Saved entries:
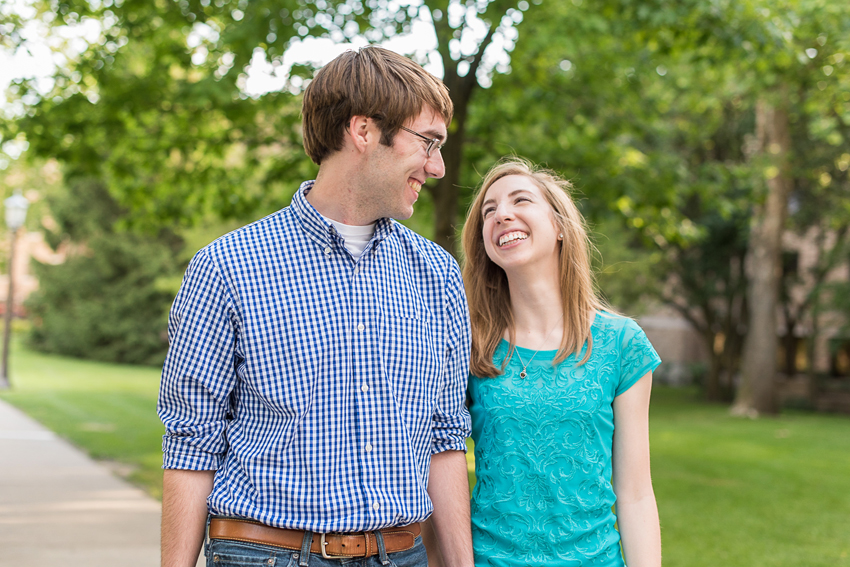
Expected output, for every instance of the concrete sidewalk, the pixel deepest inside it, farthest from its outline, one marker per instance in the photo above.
(59, 507)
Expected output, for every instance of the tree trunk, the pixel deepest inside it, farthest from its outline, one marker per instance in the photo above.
(756, 391)
(712, 377)
(445, 191)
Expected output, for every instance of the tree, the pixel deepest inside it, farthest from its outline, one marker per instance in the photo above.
(156, 107)
(107, 300)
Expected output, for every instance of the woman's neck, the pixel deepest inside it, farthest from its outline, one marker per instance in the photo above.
(537, 309)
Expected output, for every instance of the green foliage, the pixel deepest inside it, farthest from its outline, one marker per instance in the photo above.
(107, 300)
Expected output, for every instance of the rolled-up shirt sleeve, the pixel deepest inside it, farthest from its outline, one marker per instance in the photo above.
(451, 422)
(199, 372)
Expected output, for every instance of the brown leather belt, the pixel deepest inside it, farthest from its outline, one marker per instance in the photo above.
(331, 546)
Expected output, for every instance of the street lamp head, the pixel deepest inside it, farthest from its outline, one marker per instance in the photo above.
(16, 211)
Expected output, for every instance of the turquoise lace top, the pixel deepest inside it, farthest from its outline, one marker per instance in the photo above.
(543, 494)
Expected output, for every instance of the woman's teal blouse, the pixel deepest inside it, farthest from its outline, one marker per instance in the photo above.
(543, 494)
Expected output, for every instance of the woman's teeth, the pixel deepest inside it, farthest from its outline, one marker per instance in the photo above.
(512, 237)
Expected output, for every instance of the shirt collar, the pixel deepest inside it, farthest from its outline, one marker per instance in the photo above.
(318, 228)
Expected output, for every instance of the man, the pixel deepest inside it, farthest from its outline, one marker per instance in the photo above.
(313, 393)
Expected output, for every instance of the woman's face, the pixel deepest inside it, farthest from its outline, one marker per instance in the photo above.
(519, 225)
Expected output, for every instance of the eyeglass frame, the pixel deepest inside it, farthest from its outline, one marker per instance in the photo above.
(432, 142)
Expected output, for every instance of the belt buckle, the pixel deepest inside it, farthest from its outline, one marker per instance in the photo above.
(323, 543)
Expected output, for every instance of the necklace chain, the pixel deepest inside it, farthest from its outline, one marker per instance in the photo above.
(523, 373)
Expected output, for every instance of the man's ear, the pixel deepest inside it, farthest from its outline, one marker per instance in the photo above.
(361, 132)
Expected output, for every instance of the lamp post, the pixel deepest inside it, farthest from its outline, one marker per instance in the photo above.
(16, 214)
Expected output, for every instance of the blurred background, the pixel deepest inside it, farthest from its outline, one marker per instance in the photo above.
(708, 142)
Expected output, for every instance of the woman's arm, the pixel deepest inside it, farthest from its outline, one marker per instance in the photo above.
(637, 513)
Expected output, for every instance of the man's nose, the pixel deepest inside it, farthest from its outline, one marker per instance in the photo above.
(435, 166)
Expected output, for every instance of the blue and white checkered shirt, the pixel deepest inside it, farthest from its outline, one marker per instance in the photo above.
(316, 384)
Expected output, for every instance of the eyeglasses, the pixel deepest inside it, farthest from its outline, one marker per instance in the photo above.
(432, 142)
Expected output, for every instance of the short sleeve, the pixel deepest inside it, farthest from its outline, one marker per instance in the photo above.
(637, 356)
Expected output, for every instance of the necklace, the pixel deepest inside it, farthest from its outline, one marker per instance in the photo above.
(523, 372)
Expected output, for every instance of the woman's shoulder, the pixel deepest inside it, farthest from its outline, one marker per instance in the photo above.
(614, 321)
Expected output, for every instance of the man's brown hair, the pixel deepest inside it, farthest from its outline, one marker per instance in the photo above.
(372, 82)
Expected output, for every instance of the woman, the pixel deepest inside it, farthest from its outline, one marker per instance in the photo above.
(560, 385)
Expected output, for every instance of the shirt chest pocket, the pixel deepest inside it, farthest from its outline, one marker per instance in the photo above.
(411, 360)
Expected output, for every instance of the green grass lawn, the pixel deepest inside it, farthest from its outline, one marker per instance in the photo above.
(109, 410)
(771, 492)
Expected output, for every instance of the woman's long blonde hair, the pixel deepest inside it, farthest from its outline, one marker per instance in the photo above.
(487, 284)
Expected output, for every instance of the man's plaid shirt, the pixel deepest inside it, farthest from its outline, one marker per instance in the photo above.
(318, 385)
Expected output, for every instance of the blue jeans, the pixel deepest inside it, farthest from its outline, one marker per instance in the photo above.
(225, 553)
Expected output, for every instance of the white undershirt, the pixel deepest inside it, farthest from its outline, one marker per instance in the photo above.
(356, 237)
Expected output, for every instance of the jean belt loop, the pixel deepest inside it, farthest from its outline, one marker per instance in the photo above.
(304, 560)
(382, 548)
(207, 536)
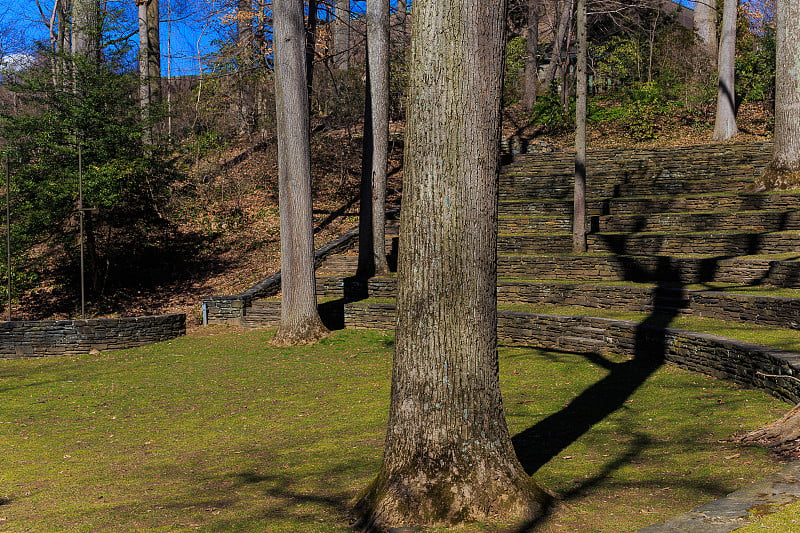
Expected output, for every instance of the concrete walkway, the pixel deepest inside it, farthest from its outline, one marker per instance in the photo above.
(739, 508)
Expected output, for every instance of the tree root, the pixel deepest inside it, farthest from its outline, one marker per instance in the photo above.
(309, 332)
(781, 436)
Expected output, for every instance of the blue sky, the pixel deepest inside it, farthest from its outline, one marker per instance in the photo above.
(21, 24)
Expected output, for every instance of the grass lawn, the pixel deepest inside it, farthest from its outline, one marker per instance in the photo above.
(225, 433)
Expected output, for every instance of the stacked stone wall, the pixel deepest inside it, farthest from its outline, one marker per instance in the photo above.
(746, 364)
(71, 337)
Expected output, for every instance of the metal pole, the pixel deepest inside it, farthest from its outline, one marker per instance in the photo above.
(80, 210)
(8, 234)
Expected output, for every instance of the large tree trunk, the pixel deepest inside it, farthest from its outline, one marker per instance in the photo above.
(783, 172)
(300, 321)
(559, 44)
(582, 83)
(378, 66)
(341, 35)
(531, 59)
(448, 457)
(725, 123)
(705, 26)
(86, 29)
(149, 62)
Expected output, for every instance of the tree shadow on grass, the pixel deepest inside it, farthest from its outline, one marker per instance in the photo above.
(543, 441)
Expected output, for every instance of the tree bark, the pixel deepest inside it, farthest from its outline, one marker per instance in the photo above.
(244, 43)
(783, 172)
(149, 62)
(378, 66)
(725, 123)
(559, 44)
(705, 26)
(448, 457)
(300, 321)
(531, 59)
(86, 29)
(341, 35)
(582, 83)
(311, 45)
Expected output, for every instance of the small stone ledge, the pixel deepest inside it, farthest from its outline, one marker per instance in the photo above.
(72, 337)
(231, 310)
(746, 364)
(738, 508)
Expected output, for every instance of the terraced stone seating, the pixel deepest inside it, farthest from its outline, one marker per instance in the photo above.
(671, 233)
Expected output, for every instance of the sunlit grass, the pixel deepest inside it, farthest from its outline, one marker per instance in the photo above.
(227, 433)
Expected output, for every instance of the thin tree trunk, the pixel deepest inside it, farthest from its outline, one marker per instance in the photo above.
(300, 321)
(341, 35)
(705, 26)
(448, 456)
(244, 43)
(149, 63)
(582, 83)
(558, 44)
(725, 123)
(783, 172)
(378, 66)
(86, 29)
(311, 45)
(366, 237)
(532, 60)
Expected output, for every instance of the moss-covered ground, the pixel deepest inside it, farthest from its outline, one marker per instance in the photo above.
(224, 432)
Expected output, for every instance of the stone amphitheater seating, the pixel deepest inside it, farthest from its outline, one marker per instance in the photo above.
(659, 223)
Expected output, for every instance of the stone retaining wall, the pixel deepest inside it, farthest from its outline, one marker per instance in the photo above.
(746, 364)
(642, 268)
(764, 310)
(70, 337)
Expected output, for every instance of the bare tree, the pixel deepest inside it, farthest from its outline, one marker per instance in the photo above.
(582, 82)
(300, 321)
(372, 219)
(725, 123)
(783, 172)
(341, 35)
(448, 456)
(705, 25)
(86, 29)
(149, 61)
(531, 59)
(244, 50)
(559, 44)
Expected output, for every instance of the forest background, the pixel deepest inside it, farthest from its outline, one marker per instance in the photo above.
(192, 210)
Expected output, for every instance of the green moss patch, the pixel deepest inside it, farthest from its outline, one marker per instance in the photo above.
(227, 433)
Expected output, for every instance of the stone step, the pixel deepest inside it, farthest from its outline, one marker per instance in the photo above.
(556, 189)
(683, 270)
(535, 206)
(686, 271)
(760, 221)
(636, 164)
(752, 308)
(712, 243)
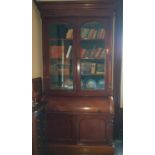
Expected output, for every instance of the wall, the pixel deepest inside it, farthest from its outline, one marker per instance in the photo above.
(37, 64)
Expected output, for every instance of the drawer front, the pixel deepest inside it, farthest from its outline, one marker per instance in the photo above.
(94, 129)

» ACTION ITEM:
With pictures omitted, restate word for word every line above from the one containing "Expected output, for every instance of the bare" to the end of the entries.

» FINISHED TASK:
Expected output, for every instance of the bare tree, the pixel deepest inside it, farthest from its outline, one marker per instance in the photo above.
(582, 82)
(300, 321)
(372, 219)
(725, 123)
(783, 172)
(341, 35)
(448, 456)
(705, 25)
(86, 29)
(149, 61)
(531, 59)
(244, 50)
(559, 44)
Expected output, for every instance of the forest background, the pixel deepest inside it, farthest from its outline, one marker per instance in the photo above.
(192, 210)
Expected output, for every instance of the green moss patch, the pixel deepest inside it, farthest from its outline, one marker per instance in the photo above.
(227, 433)
Expected output, for every instance of the stone step, the pixel deepest inside it, farthest from its outline, one marker per instance in the photo above.
(556, 189)
(683, 270)
(535, 206)
(686, 271)
(760, 221)
(636, 164)
(752, 308)
(712, 243)
Expected output, for every instance of the wall, the pixel deepest inside it, farthest from its outline, one marker per instance in the photo above.
(37, 64)
Expected output, for every instance of the drawer front, the pixel deepest inside it, farthest from its outline, one marker per instance in the photo above.
(94, 129)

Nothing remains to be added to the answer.